Work to complete –
Leave every picture out, then reproduce the rest of the listing exactly.

Information shown –

• • • •

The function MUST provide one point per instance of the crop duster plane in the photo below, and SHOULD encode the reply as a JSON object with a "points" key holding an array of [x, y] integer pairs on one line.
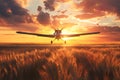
{"points": [[57, 35]]}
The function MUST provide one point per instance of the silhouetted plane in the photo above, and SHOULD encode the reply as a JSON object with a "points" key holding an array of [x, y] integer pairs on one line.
{"points": [[57, 34]]}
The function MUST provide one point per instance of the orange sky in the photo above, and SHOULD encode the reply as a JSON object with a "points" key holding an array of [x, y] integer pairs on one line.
{"points": [[75, 16]]}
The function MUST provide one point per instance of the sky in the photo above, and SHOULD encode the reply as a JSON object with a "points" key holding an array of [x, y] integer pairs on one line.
{"points": [[74, 16]]}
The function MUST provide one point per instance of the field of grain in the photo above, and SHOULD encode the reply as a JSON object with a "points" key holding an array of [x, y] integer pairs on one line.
{"points": [[93, 62]]}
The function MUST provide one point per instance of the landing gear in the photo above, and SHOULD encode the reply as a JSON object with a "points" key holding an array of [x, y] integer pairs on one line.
{"points": [[51, 42]]}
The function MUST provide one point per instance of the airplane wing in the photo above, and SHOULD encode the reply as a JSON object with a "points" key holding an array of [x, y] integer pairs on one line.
{"points": [[43, 35], [75, 35]]}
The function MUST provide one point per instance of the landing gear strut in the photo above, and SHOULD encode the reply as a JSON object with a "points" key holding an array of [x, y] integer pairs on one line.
{"points": [[51, 42], [65, 42]]}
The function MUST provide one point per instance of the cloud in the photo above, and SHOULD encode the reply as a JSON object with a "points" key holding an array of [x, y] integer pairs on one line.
{"points": [[49, 5], [97, 8]]}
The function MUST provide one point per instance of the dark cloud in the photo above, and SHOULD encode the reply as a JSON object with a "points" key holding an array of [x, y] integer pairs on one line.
{"points": [[49, 5], [99, 7], [43, 18], [12, 12], [108, 33]]}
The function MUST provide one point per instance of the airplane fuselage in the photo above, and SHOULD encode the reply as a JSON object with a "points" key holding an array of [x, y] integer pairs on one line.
{"points": [[57, 34]]}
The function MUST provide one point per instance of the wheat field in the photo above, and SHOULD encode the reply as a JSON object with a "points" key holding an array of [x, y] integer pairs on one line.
{"points": [[60, 62]]}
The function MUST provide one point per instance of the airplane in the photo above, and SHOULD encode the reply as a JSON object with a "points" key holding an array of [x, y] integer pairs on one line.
{"points": [[57, 35]]}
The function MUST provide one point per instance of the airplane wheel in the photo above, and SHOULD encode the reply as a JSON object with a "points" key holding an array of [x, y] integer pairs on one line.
{"points": [[51, 42], [65, 42]]}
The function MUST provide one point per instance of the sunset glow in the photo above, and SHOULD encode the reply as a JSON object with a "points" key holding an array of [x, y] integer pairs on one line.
{"points": [[74, 16]]}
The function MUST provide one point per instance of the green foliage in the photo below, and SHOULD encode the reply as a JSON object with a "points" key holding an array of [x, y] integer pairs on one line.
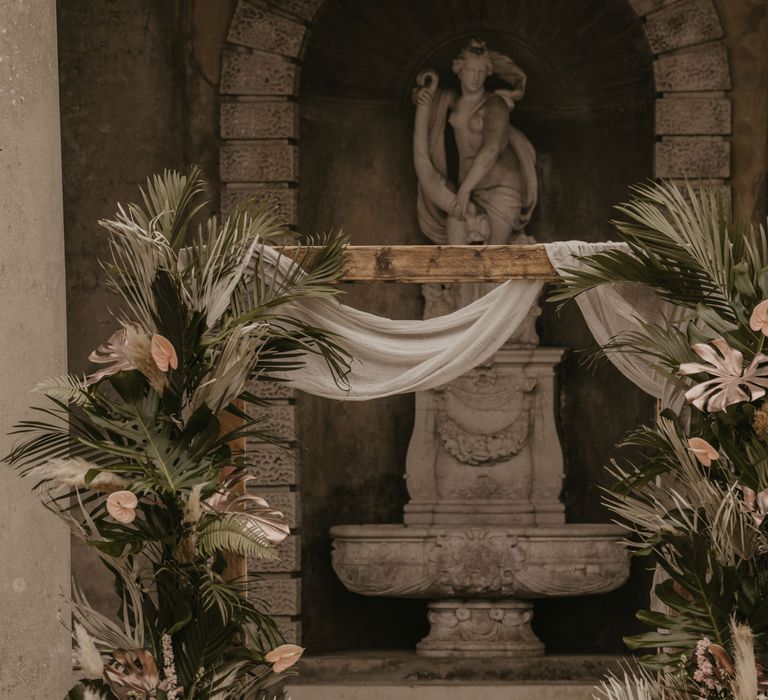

• • • •

Response –
The function MUST provide one point per instance of the crop duster plane in the photo below, and SHOULD encode the reply as a JSON object with a "points" key holding an array of [x, y] integer pairs on one line.
{"points": [[57, 35]]}
The function MUST provide one point per instance of the silhouetted plane in the photo above, and SHOULD encode the reply as a JSON object with a "points" key holding an array of [x, y] integer pairs on one line.
{"points": [[57, 34]]}
The function MUST provide one point per instance of the orange sky in the photo above, and SHOULD encode the reply as a JSON object with a "points" key holding an array of [x, y] integer pairs on one line.
{"points": [[75, 16]]}
The function MUST provide one point per instance of the sky in the photo above, and SHOULD encode the reply as a JSON object with a "points" key holding an array of [x, y] integer pairs on one line.
{"points": [[74, 16]]}
The function MUST provide one point per instance of the field of grain in the photo above, and SHOULD encode the reply as a JSON object with a "points" key holding an array of [x, y] integer pairs on one line.
{"points": [[93, 62]]}
The function MUST provide one point per instance of the landing gear in the photo above, and SHOULD encode the reply as a JSON object with a "points" key holding an array of [x, y] integer pairs on one line.
{"points": [[51, 42]]}
The function MUST provide one point per instance of the airplane wing in the photo above, and SHOULD encode the reply as a JSON object with a "points" key holding an array of [x, y] integer pairs on one line.
{"points": [[43, 35], [75, 35]]}
The function MUST provide one point per instance of the landing gear strut in the photo above, and SHOULD encode the reply as a JSON object with a "points" key holding an array of [x, y] integer pairs on one line.
{"points": [[51, 42], [65, 42]]}
The function MUST provide one point per instance of the cloud in the photo above, and SHOULD encode the reply as a JSON object with a "points" key holding an array of [x, y] integer pairs on one line.
{"points": [[49, 5], [97, 8]]}
The function MUST provide one point per instance of the dark cloud in the photo above, and SHOULD encode the reply as a JSON object with a "points" key holding an array of [x, y] integer pairs on one line.
{"points": [[49, 5], [99, 7], [43, 18], [12, 12], [108, 33]]}
The function MUST provide one point per instance of the airplane fuselage in the photo above, and SHOULD encode the reply as a JSON object with a "points" key holding an array of [x, y] integer pairs on one line.
{"points": [[57, 34]]}
The function MUST provide one point per instance of the wheat field in the photo above, and SHOULD encode the reply as a JSON object with a "points" key holding an array of [x, y] integer pairs on one line.
{"points": [[60, 62]]}
The function MUST provide one point per instance of the airplane in the photo above, and SHOULD encode the reply as a JSON object with a "points" key holding an array of [x, y] integer pairs on one line.
{"points": [[57, 35]]}
The function MUST provide one point per instance of the airplane wheel in the photo above, and SHOULD encode the reply as a JSON object with a "points" key holding an array of [x, y] integer pairs on one line.
{"points": [[51, 42], [65, 42]]}
The function MUST provide one point per instance of the sunset glow in the photo above, and SHOULD encode the reply as a JSON object with a "points" key holding an array of [x, y] integer pairs on one line.
{"points": [[74, 16]]}
The function MUST provide one point per instance of the green foliage in the photo below, and SHOULD encode the reply as a JSON object with a "points" key holding an array of [x, y] integer pairs on one line.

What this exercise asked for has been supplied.